— START Stored records —

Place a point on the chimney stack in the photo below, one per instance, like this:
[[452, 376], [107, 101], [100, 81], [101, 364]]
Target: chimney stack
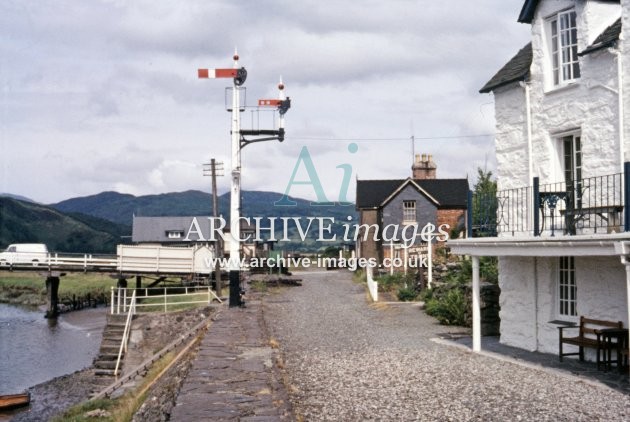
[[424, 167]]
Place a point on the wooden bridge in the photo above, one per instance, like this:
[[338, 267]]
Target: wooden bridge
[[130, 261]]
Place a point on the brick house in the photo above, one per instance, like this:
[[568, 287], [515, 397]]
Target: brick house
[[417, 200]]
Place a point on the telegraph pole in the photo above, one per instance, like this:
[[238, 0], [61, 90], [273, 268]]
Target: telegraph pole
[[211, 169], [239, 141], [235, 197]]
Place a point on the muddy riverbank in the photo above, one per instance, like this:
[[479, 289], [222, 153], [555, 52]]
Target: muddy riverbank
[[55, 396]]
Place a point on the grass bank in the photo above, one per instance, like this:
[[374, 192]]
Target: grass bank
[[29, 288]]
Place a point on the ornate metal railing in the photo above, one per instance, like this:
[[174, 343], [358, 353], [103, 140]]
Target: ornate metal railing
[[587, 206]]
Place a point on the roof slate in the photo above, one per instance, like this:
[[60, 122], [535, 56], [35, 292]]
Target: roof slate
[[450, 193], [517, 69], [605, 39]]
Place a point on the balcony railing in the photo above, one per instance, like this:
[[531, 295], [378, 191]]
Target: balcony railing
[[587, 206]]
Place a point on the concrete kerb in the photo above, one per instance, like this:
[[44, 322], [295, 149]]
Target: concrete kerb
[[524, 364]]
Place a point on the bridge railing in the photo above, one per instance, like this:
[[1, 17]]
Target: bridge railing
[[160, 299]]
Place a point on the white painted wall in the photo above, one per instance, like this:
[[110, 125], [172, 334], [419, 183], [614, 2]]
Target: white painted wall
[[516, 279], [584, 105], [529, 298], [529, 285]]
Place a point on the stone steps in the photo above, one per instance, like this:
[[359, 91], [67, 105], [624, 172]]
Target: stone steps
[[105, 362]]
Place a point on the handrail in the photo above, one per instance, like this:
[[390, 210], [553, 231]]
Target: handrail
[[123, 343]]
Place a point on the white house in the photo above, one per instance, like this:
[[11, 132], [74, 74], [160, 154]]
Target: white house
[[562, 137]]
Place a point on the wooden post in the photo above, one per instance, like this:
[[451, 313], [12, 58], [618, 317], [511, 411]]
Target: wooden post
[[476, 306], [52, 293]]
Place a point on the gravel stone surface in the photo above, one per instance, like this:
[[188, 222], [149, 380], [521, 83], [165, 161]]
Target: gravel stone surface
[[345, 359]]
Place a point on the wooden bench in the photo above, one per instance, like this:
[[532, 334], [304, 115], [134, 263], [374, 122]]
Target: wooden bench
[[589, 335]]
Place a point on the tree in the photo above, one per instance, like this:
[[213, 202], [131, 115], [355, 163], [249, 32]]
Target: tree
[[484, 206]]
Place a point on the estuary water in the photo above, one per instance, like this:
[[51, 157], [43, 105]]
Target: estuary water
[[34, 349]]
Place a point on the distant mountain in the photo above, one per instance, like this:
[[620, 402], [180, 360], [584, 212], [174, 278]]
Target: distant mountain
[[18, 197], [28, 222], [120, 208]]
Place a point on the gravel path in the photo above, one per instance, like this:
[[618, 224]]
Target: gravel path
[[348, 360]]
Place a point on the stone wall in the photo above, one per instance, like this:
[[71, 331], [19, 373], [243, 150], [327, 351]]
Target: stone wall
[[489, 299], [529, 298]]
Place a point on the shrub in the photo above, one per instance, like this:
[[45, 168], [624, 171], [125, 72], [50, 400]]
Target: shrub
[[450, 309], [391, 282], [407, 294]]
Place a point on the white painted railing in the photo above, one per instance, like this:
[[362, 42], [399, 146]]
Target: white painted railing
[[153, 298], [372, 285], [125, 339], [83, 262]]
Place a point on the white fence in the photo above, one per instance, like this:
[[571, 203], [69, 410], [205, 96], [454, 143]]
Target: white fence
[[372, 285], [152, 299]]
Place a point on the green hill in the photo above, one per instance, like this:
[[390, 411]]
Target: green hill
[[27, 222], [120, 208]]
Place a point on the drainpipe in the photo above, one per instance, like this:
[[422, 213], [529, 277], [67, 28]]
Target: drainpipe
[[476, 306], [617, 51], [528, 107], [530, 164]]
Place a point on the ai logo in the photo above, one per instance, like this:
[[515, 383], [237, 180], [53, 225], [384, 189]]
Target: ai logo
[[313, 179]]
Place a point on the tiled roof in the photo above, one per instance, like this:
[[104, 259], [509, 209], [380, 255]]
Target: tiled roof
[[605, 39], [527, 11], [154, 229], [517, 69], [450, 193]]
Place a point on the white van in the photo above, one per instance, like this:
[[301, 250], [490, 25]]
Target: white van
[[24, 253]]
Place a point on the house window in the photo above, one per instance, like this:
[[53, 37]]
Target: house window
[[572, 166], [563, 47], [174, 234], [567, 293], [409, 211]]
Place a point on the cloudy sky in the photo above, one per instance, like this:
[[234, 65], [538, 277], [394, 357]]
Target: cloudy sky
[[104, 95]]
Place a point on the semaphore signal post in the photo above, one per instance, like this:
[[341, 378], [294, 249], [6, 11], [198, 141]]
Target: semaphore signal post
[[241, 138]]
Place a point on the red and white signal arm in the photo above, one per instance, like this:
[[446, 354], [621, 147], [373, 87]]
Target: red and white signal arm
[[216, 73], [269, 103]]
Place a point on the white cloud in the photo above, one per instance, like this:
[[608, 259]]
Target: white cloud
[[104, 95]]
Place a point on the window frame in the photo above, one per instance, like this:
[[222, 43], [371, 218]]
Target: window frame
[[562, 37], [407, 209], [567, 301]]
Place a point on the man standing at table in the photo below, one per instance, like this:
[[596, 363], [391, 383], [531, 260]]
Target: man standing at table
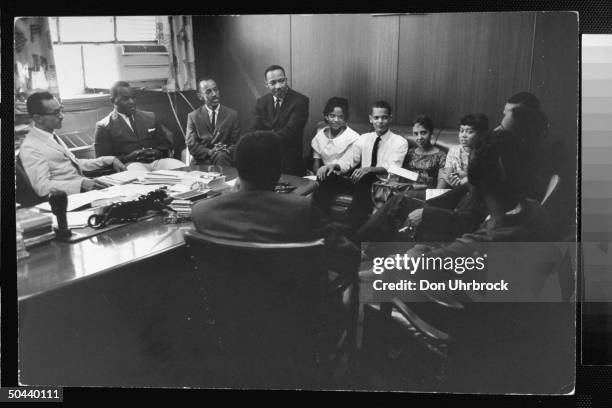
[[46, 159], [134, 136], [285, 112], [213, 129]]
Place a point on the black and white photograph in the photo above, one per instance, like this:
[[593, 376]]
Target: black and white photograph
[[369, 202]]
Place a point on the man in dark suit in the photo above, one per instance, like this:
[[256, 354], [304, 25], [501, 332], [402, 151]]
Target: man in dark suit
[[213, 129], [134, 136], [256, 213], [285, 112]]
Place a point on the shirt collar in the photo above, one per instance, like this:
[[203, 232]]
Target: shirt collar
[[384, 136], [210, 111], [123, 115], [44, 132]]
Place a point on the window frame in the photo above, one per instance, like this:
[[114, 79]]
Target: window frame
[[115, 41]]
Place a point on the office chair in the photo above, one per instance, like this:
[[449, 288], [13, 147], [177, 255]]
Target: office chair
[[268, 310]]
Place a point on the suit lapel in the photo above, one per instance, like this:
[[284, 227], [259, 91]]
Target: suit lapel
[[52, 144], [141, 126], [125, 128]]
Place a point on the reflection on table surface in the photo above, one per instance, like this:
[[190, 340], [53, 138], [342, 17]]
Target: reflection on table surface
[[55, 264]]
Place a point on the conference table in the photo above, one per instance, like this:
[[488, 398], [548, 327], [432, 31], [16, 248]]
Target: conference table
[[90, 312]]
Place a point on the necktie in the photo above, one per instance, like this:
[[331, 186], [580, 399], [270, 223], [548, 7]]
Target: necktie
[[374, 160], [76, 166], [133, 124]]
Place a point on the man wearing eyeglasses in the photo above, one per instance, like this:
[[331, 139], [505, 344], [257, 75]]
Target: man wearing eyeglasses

— END Stored records —
— START Stored records —

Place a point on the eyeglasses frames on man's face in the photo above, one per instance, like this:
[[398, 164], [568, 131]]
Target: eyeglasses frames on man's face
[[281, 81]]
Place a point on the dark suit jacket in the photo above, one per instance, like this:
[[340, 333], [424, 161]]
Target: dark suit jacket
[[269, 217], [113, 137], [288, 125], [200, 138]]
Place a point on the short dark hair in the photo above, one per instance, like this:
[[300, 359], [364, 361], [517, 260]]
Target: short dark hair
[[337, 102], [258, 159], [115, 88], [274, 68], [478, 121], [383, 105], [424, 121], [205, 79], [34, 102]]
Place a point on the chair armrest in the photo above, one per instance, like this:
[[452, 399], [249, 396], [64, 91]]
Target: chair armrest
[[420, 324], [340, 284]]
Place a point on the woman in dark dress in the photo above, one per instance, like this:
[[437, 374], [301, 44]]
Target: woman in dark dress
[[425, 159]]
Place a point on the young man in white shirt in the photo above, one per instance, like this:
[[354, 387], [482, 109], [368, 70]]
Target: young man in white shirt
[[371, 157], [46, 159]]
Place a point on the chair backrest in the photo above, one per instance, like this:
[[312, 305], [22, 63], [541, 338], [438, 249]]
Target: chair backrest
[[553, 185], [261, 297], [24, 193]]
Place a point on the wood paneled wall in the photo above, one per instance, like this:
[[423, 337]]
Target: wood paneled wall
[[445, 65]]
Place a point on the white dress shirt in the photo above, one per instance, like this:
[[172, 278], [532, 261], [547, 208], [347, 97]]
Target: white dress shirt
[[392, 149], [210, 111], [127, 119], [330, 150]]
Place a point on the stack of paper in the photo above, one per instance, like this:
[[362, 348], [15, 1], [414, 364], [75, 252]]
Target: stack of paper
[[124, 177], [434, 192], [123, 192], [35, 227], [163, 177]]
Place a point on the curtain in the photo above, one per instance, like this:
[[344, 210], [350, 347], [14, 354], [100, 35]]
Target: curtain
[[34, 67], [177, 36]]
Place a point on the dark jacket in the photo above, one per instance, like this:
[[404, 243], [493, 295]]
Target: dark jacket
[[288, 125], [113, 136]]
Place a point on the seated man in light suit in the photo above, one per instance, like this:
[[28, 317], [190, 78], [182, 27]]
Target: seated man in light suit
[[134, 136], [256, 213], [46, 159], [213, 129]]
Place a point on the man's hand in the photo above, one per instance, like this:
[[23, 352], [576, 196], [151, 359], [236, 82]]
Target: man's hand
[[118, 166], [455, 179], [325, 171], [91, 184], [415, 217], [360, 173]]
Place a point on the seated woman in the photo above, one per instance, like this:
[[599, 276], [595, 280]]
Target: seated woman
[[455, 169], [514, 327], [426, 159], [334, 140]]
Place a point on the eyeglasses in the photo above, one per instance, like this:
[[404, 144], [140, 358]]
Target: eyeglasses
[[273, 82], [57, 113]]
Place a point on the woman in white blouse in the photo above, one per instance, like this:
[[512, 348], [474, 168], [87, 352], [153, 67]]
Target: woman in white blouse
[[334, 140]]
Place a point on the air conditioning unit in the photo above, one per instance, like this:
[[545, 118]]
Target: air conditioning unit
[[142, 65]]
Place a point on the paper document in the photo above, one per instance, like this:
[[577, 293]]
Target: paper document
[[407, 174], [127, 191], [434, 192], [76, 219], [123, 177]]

— END Stored records —

▶ What is needed
Reproduce verbatim the part of the listing that begins with the line containing "Place a point on the chimney" and continues through the line containing "[[211, 169], [239, 141], [235, 197]]", including both of those lines. Leave the pictures out of your reproduction.

▶ The result
Place a point on the chimney stack in the photo below, one per instance, like this:
[[452, 376], [107, 101], [100, 81], [101, 364]]
Target: chimney stack
[[424, 167]]
Place a point on the wooden bridge in the photo above, one per instance, like this:
[[338, 267]]
Target: wooden bridge
[[130, 261]]
Place a point on the brick house in the photo above, one per instance, like this:
[[568, 287], [515, 397]]
Target: brick house
[[417, 200]]
Place a point on the telegraph pole in the photo above, one per instance, like this:
[[238, 0], [61, 90], [273, 268]]
Target: telegraph pole
[[211, 169], [239, 141], [235, 197]]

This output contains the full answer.